_HOW TO COMPLETE THIS TASK:_ Go to the line that contains "x=281, y=82" and extract it along with every line after it, exactly, through the end of the data below.

· · · · ·

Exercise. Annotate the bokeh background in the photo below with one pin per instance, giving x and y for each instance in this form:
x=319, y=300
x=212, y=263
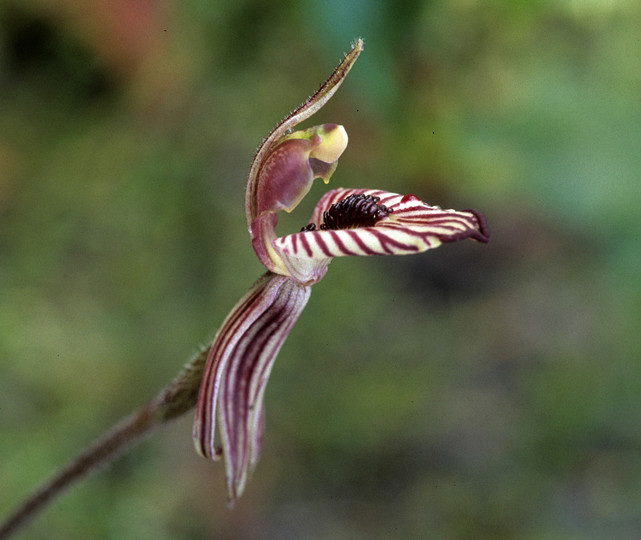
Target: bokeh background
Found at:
x=476, y=391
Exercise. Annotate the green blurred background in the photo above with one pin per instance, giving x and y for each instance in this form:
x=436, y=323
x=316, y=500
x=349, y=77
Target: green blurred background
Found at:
x=476, y=391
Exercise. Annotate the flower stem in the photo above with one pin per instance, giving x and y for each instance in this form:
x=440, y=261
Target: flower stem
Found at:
x=173, y=401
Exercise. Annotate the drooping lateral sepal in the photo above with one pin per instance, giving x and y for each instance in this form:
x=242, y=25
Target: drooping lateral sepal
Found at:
x=374, y=223
x=236, y=374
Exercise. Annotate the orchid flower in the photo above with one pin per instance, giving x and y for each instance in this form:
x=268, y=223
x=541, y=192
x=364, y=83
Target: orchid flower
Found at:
x=344, y=222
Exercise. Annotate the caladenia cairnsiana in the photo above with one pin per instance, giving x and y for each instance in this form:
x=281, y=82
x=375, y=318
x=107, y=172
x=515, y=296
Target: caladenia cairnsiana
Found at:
x=227, y=381
x=344, y=222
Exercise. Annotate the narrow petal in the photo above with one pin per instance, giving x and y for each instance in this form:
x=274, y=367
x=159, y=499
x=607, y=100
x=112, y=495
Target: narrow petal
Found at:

· · · · ·

_EXPECTED OUTPUT:_
x=281, y=82
x=375, y=318
x=107, y=172
x=515, y=296
Target: caladenia cairnsiana
Found at:
x=227, y=381
x=344, y=222
Exercise. Annotate the narrow petal in the photo above with one pin per instance, giving x and y for each instance in this form:
x=274, y=367
x=159, y=499
x=607, y=100
x=112, y=495
Target: narrow petal
Found at:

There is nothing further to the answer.